▶ **EXERCISE AIM**
Reproduce all of the material exactly as shown.

▶ **WORKING DATA**
==============================
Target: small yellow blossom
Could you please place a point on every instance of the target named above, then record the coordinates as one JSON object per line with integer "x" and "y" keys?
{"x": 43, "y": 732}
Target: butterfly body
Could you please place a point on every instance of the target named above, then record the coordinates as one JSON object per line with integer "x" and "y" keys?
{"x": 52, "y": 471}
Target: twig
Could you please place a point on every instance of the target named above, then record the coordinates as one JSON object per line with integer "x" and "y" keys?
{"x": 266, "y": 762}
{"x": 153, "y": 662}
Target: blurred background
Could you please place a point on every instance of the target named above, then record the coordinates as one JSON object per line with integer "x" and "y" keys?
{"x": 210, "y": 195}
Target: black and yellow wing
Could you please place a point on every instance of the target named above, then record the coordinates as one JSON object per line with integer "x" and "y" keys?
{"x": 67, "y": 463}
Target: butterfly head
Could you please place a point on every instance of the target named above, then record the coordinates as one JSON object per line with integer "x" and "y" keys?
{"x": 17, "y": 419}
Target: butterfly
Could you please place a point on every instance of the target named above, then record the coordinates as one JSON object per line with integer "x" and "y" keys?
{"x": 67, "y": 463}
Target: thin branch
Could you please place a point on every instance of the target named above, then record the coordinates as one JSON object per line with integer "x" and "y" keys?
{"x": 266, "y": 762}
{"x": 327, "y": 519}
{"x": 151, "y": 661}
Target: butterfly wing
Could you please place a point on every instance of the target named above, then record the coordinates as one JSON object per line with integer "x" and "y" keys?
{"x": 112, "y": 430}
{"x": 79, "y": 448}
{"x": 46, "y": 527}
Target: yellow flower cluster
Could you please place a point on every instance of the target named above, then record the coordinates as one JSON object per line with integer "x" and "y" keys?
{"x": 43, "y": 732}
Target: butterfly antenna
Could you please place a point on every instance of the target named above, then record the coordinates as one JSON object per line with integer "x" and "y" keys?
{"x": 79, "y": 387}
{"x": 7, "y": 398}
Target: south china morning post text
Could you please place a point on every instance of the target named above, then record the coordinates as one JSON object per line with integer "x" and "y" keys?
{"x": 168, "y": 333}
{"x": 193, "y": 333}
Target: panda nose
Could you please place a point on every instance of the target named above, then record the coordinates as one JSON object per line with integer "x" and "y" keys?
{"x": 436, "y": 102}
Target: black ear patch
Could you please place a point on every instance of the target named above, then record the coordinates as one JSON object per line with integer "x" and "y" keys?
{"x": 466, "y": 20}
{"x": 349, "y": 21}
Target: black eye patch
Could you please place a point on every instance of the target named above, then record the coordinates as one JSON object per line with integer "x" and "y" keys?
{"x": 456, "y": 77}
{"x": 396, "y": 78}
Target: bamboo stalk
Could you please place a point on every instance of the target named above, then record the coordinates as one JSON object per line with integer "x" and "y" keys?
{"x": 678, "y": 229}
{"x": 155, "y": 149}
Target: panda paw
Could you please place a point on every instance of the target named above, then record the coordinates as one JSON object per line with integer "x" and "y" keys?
==============================
▶ **RESPONSE TO THIS EXERCISE**
Target: small yellow blossom
Could you please place a point on every instance of the target named above, then record the coordinates as one JSON object per line with integer "x" and "y" keys?
{"x": 43, "y": 732}
Target: butterfly body
Could you please place a point on every instance of the target named above, then record the coordinates as one JSON object per line with integer "x" and "y" keys?
{"x": 52, "y": 471}
Target: twig
Could you please place a point on every instance of the target named above, then record the coordinates as one JSON object per line with integer "x" and "y" keys?
{"x": 266, "y": 762}
{"x": 153, "y": 662}
Target: blurred background
Could you please place a point on every instance of the target named above, then record the coordinates as one JSON object per line with integer "x" and "y" keys?
{"x": 210, "y": 195}
Target: black and yellow wing
Could you please place a point on every instance of the target named above, then record the coordinates as one JSON object per line with integer "x" and "y" keys?
{"x": 67, "y": 463}
Target: butterfly head
Could you please place a point on every instance of the target named above, then record the coordinates as one JSON object per line with integer "x" and "y" keys?
{"x": 17, "y": 419}
Target: butterfly
Could you please place a point on every instance of the target named above, then record the coordinates as one JSON object per line with integer "x" and "y" keys?
{"x": 67, "y": 463}
Target: thin branch
Could you please place a point on every instance of the target named above, then record the coordinates as one JSON object per line with integer "x" and "y" keys?
{"x": 266, "y": 762}
{"x": 327, "y": 519}
{"x": 151, "y": 661}
Target: butterfly wing
Could you please place a point on every instance of the target named above, then record the coordinates as one JSON object per line with integer "x" and "y" keys?
{"x": 112, "y": 430}
{"x": 79, "y": 448}
{"x": 46, "y": 527}
Target: yellow flower cluster
Could you please place a point on every instance of the target named above, then record the coordinates as one JSON object per line with integer "x" and "y" keys?
{"x": 43, "y": 732}
Target: butterfly antenna
Could you please place a point on every instance of the target named above, then record the coordinates as one JSON object per line with integer "x" and "y" keys?
{"x": 79, "y": 387}
{"x": 7, "y": 398}
Target: south china morning post text
Could you please place a point on every instance of the target named above, then record the coordinates as one JSON object per line with integer "x" and "y" keys?
{"x": 168, "y": 333}
{"x": 193, "y": 333}
Target: panda nose
Could you please place a point on every instance of the target named above, then record the coordinates as one JSON object per line with integer "x" and "y" keys?
{"x": 436, "y": 102}
Target: black ear patch
Could you please place a point on every instance of the target named above, then record the coordinates as one JSON object per line with integer "x" and "y" keys?
{"x": 466, "y": 20}
{"x": 349, "y": 21}
Target: black eye patch
Could you please place a point on every instance of the target named above, then record the coordinates as one JSON object per line with integer "x" and "y" keys?
{"x": 456, "y": 77}
{"x": 396, "y": 78}
Target: bamboo stalk
Could you please place a point on every instance of the target named above, then record the coordinates as one JSON object per line with integer "x" and "y" keys?
{"x": 678, "y": 229}
{"x": 155, "y": 149}
Target: panda paw
Could you please place a point on every instance of the target named above, then record the coordinates as one JSON object per line with integer "x" and "y" keys?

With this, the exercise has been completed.